■ READING PASSAGE:

• • •

A gladiolus ““bulb”” is really a corm, a swollen underground stem. A new corm forms on top of the old one. While this is taking place, small new cormels are produced from the base. Corms can be dug when the foliage begins to yellow or before a hard freeze. After carefully digging the corms, cut off the old leaves close to the corm. Leave the corms outside in the sun for a day or two and then spread out in a garage or similar place to cure, but not on a cement floor. This will prevent storage rot. After a few weeks of drying, clean them by removing the roots and outer sheath of corm. Remove and discard the old corm. Store the corms in a mesh bag and hang them out of the way in a cool well-ventilated area. I use a mesh onion bag and hang it in my basement. The small cormels can also be saved and planted the following year, but it will take a few years to produce blooming plants.

Cannas

Dig the rhizomes in fall before the first frost. Remove the old stalks and gently brush off soil. They can be washed with a garden hose. Let them dry for a few days before storing. I store my rhizomes in a box filled with vermiculite. However they can also be stored in peat moss. Another way to store cannas is to leave the soil on the rhizomes and pile the clumps in a box. Cover with plastic and store in the basement or other dark, cool, dry area. I put the box on top of another container to keep it off the cement floor. Rhizomes must not freeze during storage. The temperature should be between 50 and 60 degrees. Never store canna rhizomes in a mesh bag, as this will allow the bulbs to dry out.

Calla Lily

Bulbs should be lifted out of the soil in late fall, but before the first frost. The bulbs bruise, so handle them carefully. Remove the excess soil by either washing or carefully rubbing it off. Dry the bulbs away from direct sunlight or wind for several days. Put them in a paper bag and store them in your basement or other dark, dry location. Like cannas, the temperature should be between 50 and 60 degrees.

• • •

■ ENTRIES SHOWN:
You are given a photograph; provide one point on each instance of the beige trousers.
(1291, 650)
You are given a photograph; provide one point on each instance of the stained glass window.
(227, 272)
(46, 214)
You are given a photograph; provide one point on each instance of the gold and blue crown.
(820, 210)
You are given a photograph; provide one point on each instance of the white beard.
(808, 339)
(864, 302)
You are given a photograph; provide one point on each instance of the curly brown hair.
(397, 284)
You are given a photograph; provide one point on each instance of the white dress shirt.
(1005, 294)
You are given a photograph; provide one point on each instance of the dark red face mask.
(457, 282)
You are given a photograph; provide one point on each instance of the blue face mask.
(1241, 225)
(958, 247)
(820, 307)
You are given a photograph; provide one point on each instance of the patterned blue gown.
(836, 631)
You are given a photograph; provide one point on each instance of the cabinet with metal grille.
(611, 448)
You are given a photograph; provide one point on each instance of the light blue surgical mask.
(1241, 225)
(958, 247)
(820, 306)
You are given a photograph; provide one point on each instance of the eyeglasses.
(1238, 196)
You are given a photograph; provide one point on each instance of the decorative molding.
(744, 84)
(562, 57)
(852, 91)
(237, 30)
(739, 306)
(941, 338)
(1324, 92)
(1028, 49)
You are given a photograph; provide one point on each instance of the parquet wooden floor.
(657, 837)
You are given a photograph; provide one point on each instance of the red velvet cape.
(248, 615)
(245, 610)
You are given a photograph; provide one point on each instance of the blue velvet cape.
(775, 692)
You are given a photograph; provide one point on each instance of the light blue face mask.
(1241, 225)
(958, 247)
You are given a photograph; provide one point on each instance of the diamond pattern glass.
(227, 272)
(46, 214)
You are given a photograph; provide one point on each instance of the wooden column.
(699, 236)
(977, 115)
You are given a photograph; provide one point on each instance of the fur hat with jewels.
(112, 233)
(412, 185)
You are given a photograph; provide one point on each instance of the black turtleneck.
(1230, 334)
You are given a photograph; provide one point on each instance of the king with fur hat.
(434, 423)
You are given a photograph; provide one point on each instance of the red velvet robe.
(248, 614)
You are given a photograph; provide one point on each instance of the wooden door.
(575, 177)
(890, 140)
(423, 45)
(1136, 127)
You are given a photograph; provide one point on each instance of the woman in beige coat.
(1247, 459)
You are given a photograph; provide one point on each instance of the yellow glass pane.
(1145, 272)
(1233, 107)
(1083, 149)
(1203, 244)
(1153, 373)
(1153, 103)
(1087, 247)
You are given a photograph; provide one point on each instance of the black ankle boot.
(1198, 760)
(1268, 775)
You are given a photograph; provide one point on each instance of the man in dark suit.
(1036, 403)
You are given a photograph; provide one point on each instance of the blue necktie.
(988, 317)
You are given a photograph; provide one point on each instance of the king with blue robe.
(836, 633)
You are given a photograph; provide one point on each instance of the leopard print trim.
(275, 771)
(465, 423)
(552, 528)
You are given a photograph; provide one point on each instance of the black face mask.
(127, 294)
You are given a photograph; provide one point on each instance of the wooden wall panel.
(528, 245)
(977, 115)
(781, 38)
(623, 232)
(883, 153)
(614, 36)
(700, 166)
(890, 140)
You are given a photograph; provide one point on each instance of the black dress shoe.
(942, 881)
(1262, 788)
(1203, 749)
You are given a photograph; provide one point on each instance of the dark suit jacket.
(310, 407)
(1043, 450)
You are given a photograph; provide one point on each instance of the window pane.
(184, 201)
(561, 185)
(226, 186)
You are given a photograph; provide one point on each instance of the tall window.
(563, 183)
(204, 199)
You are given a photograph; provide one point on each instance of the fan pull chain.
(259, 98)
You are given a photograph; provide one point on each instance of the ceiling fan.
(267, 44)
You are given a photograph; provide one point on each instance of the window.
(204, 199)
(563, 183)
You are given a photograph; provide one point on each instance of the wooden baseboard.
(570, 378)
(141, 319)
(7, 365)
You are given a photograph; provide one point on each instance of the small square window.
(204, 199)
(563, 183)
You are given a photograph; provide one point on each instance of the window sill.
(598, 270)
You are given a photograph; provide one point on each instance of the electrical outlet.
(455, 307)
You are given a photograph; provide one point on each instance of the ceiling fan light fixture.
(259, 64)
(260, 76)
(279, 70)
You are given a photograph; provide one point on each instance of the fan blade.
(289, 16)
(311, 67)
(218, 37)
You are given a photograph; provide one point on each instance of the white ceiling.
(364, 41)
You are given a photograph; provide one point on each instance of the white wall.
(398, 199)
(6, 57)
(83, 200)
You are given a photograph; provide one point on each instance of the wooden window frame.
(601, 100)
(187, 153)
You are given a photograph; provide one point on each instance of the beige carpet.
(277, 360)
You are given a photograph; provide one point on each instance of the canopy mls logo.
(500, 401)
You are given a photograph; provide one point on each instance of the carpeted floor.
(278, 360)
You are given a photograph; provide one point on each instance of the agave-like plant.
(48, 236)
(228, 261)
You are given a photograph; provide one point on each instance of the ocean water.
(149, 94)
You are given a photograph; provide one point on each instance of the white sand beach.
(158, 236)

• • •

■ PARTS OF THE EXERCISE:
• A. Please list each plant the passage on storing bulbs covers, along with the term the passage uses for the underground part that gets stored.
• B. From the passage on storing bulbs, return the part starting with "Dig the rhizomes" and going on through "to dry out.".

■ EXPECTED ANSWERS:
• A.
- Gladiolus: corm (plus the small cormels produced from its base)
- Cannas: rhizomes
- Calla lily: bulbs

• B.
Dig the rhizomes in fall before the first frost. Remove the old stalks and gently brush off soil. They can be washed with a garden hose. Let them dry for a few days before storing. I store my rhizomes in a box filled with vermiculite. However they can also be stored in peat moss. Another way to store cannas is to leave the soil on the rhizomes and pile the clumps in a box. Cover with plastic and store in the basement or other dark, cool, dry area. I put the box on top of another container to keep it off the cement floor. Rhizomes must not freeze during storage. The temperature should be between 50 and 60 degrees. Never store canna rhizomes in a mesh bag, as this will allow the bulbs to dry out.